▶ **Problem details**
Rewrite the data from the line containing "identify the concrete" through the line containing "[0,99,608,298]", replacing "white cloud" with "cumulus cloud" and leaving everything else unchanged.

▶ **Records for the exercise**
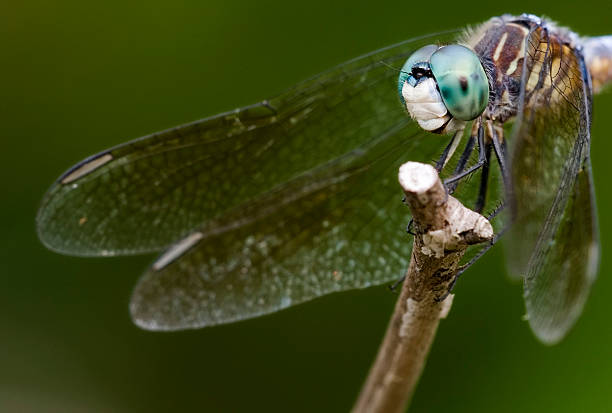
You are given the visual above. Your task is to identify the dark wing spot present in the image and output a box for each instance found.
[459,76,467,94]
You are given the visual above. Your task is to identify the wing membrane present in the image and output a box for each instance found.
[37,29,460,256]
[507,25,598,343]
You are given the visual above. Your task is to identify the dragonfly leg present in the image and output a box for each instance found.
[489,121,509,190]
[444,120,487,188]
[436,129,463,173]
[474,142,492,214]
[445,131,476,194]
[402,129,464,236]
[435,224,508,302]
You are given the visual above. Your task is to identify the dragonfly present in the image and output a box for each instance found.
[36,14,612,343]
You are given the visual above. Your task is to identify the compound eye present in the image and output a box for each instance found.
[397,44,438,102]
[430,45,489,121]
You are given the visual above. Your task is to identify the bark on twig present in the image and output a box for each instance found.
[353,162,493,413]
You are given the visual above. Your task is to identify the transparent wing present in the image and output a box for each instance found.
[130,119,500,330]
[37,29,460,256]
[131,119,426,329]
[507,25,598,343]
[525,161,599,344]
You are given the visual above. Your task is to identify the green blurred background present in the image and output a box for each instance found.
[0,0,612,412]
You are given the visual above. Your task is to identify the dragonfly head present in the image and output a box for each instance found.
[398,45,489,132]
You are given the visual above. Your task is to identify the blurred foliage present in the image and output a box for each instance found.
[0,0,612,412]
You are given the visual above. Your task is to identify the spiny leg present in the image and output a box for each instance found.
[436,129,463,173]
[444,123,487,192]
[402,129,462,236]
[435,226,508,302]
[446,130,476,194]
[474,142,493,214]
[436,202,509,302]
[490,121,510,187]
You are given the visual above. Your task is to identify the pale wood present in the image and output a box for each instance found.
[353,162,493,413]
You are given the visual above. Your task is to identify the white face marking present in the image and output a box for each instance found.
[402,78,450,131]
[493,33,508,62]
[62,153,113,184]
[153,232,204,271]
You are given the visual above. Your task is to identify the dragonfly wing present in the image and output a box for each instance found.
[130,119,441,330]
[525,161,599,344]
[37,32,456,256]
[507,25,598,343]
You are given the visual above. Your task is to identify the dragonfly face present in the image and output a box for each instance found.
[398,45,489,133]
[37,16,612,342]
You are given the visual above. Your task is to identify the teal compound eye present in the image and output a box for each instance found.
[430,45,489,121]
[397,44,439,104]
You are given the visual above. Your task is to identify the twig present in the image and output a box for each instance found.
[353,162,493,413]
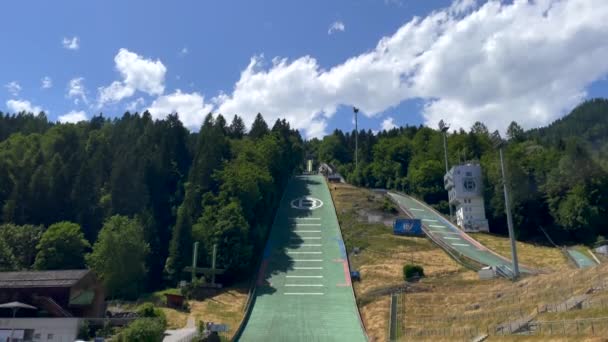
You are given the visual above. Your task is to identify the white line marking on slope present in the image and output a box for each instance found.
[287,251,323,254]
[285,292,323,296]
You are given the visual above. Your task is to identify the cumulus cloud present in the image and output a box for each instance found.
[6,100,43,114]
[382,116,397,131]
[61,36,80,50]
[4,81,21,96]
[98,49,167,107]
[40,76,53,89]
[214,0,608,137]
[327,21,345,35]
[148,89,213,130]
[67,77,89,105]
[127,97,145,112]
[57,110,87,123]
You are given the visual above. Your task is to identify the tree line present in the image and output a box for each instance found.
[306,99,608,243]
[0,112,304,296]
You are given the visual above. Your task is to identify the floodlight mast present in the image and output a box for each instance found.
[439,120,454,221]
[492,131,519,280]
[353,106,359,171]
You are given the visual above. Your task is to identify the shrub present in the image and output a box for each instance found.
[116,318,166,342]
[137,303,167,325]
[403,264,424,281]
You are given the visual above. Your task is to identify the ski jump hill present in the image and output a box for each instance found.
[235,176,367,342]
[388,192,537,277]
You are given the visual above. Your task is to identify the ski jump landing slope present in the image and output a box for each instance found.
[236,176,366,342]
[389,192,535,273]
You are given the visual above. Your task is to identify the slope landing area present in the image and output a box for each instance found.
[330,184,608,341]
[237,176,366,342]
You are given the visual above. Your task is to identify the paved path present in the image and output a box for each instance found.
[389,192,532,273]
[163,316,196,342]
[238,176,366,342]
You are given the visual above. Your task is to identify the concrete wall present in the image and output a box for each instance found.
[0,318,80,342]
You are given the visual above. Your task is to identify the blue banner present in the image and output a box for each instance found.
[393,219,424,235]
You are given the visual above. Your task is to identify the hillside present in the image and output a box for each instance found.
[330,184,573,341]
[526,98,608,152]
[306,99,608,245]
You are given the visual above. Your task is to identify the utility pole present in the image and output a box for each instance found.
[492,131,519,281]
[439,120,454,221]
[353,106,359,171]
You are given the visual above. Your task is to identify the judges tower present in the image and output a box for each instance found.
[443,163,489,232]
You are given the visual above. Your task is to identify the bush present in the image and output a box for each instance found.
[116,318,166,342]
[382,197,399,214]
[137,303,167,326]
[403,264,424,281]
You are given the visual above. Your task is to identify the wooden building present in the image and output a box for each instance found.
[0,270,106,317]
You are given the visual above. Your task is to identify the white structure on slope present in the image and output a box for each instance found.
[443,164,489,232]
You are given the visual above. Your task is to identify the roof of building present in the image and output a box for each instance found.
[0,270,91,288]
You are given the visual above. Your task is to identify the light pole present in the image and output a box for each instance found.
[439,120,454,221]
[492,131,519,280]
[353,106,359,171]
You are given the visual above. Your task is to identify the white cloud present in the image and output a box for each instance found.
[127,97,145,112]
[57,110,88,123]
[67,77,89,105]
[148,89,213,130]
[384,0,403,7]
[98,49,167,107]
[4,81,21,96]
[61,36,80,50]
[6,100,43,114]
[327,21,345,34]
[40,76,53,89]
[382,116,397,131]
[214,0,608,137]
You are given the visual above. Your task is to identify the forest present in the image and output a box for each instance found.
[306,99,608,244]
[0,112,304,298]
[0,99,608,298]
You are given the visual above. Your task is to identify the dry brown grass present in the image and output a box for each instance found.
[330,184,476,341]
[402,265,608,341]
[359,296,390,342]
[471,233,573,271]
[188,287,248,336]
[331,184,608,341]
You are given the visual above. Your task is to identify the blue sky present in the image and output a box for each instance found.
[0,0,608,137]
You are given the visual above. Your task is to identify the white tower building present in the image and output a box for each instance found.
[443,164,489,232]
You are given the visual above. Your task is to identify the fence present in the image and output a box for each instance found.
[397,275,608,338]
[402,317,608,338]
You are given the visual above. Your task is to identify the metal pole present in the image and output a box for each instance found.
[211,244,217,285]
[498,147,519,280]
[443,131,454,221]
[192,241,198,282]
[355,110,359,170]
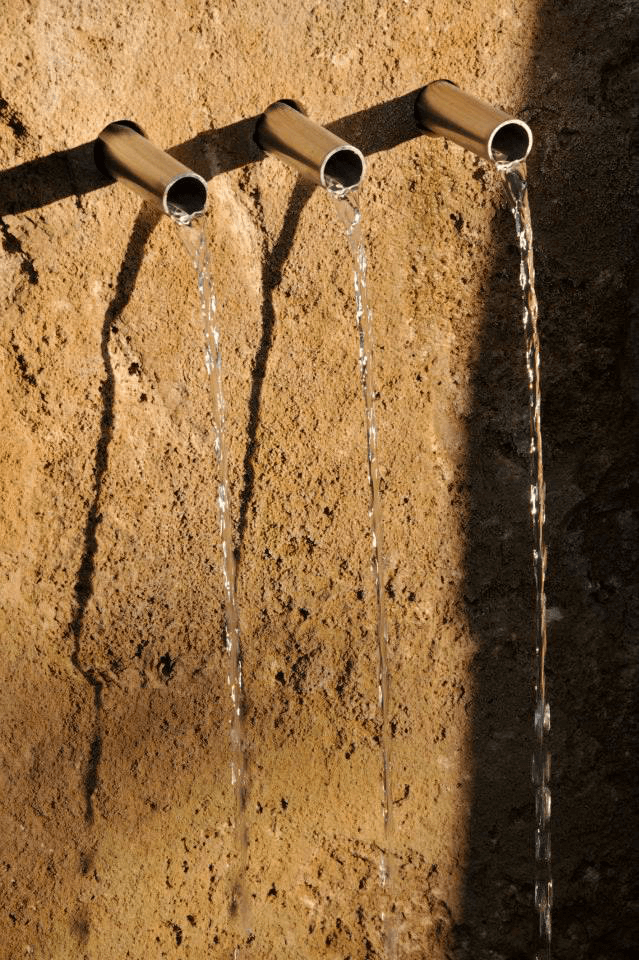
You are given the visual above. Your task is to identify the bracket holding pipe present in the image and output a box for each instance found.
[254,100,365,189]
[93,120,208,217]
[415,80,533,163]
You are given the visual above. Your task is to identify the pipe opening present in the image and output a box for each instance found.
[164,175,207,216]
[321,147,364,189]
[488,120,532,163]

▶ **Finished exercise**
You are given the visual above. Your task is to identify the concrete wall present in the image and output a box for each instance found.
[0,318,80,342]
You are given the visual above. Your task is to identify the blue banner present in the image and output a box for each instance found.
[393,219,424,235]
You are given the visual above. Your task is to identify the hillside present in the image and output a box for each instance found.
[330,184,573,341]
[526,98,608,152]
[306,99,608,245]
You are given the visual above. Your task is to identify the utility pole present in the image and output a box for each instance found.
[492,131,519,281]
[439,120,454,221]
[353,106,359,171]
You are given the visual above. Your task is to identify the judges tower present in the image and output a box for each instance found.
[443,163,489,232]
You are given the visual above. Your task is to identify the bush present in the image and output a box for each instance found.
[116,318,166,342]
[382,197,399,214]
[137,303,167,326]
[403,264,424,281]
You are given the visual above. Your task is to identify the wooden building present in the image and output a box for each instance found.
[0,270,106,317]
You are given the visual above. Your task is to identify the white structure on slope present in the image and output a box for each instance found.
[443,164,489,232]
You are given the visual above. Your task is to identify the roof of building present in the image and output a box for each instance found.
[0,270,91,288]
You are given the visual above. Your task is to identify the light pole present in the image and output a box for each instance found.
[439,120,454,221]
[492,131,519,280]
[353,106,359,171]
You are given the visual above. Your task is to identify the cumulus cloud present in the image and output a box for each instance found.
[127,97,145,112]
[57,110,88,123]
[67,77,89,105]
[148,89,213,130]
[384,0,403,7]
[98,49,167,107]
[4,81,21,96]
[61,36,80,50]
[6,100,43,114]
[327,21,345,34]
[40,76,53,89]
[382,116,397,131]
[214,0,608,137]
You are given the visual above. Your task is to identify the forest present in the image and output a box for each instance found.
[306,99,608,244]
[0,112,304,298]
[0,99,608,298]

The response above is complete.